[Begin Given text]

Bases: auxi.core.objects.Object

Represents a quantity of material consisting of multiple chemical compounds, having a specific mass, pressure, temperature and enthalpy.

  • material – A reference to the Material to which self belongs.
  • compound_masses – Package compound masses. [kg]
  • P – Package pressure. [atm]
  • T – Package temperature. [°C]

Get the enthalpy of the package.

Returns:Enthalpy. [kWh]

Determine the pressure of the package.

Returns:Pressure. [atm]

Get the temperature of of the package.

Returns:Temperature. [°C]

Determine the sum of mole amounts of all the compounds.

Returns:Amount. [kmol]

Set all the compound masses in the package to zero. Set the pressure to 1, the temperature to 25 and the enthalpy to zero.


Create a complete copy of the package.

Returns:A new MaterialPackage object.

[End Given text]
[Begin Data records]

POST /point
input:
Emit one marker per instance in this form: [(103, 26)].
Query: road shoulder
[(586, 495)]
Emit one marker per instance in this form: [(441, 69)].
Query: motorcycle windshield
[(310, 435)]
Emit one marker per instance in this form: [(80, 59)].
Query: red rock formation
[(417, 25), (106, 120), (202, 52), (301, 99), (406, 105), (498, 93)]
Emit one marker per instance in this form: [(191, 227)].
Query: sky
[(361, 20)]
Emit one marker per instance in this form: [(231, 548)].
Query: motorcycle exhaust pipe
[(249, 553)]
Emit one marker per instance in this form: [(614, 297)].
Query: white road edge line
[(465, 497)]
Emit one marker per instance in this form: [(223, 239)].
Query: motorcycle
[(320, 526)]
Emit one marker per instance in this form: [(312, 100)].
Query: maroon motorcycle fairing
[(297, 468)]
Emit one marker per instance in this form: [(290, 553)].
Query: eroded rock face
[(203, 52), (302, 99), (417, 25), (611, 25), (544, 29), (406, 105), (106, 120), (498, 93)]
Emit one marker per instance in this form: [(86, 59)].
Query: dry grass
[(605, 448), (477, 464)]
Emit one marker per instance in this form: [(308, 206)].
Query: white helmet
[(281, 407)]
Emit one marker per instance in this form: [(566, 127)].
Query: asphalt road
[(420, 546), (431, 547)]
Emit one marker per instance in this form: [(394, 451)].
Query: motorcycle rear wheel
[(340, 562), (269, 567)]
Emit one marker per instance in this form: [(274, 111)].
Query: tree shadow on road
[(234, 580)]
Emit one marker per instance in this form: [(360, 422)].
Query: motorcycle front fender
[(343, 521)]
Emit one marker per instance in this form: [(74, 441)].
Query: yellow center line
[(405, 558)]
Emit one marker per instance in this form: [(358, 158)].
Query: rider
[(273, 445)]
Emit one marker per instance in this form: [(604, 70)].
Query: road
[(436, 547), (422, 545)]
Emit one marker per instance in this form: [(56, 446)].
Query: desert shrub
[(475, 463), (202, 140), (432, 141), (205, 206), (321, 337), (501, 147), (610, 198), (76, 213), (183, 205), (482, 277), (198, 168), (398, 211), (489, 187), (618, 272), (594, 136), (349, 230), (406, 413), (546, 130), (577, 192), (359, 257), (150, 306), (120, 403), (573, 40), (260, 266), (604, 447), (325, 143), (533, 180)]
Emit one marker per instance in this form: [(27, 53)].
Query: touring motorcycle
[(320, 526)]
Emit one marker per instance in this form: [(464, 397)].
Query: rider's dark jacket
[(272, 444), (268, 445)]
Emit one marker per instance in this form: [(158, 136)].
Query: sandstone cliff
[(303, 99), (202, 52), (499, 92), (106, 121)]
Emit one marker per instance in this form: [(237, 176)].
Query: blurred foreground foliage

[End Data records]

■ **Stated goal**: Pick up the documentation of the material package class after its last entry and continue it with further entries in the same style.

■ **Solved exercise**:
Extract ‘other’ from this package, modifying this package and returning the extracted material as a new package.


Can be one of the following:

  • float: A mass equal to other is extracted from self. Self is reduced by other and the extracted package is returned as a new package.
  • tuple (compound, mass): The other tuple specifies the mass of a compound to be extracted. It is extracted from self and the extracted mass is returned as a new package.
  • string: The ‘other’ string specifies the compound to be extracted. All of the mass of that compound will be removed from self and a new package created with it.
  • Material: The ‘other’ material specifies the list of compounds to extract.
Returns:New MaterialPackage object.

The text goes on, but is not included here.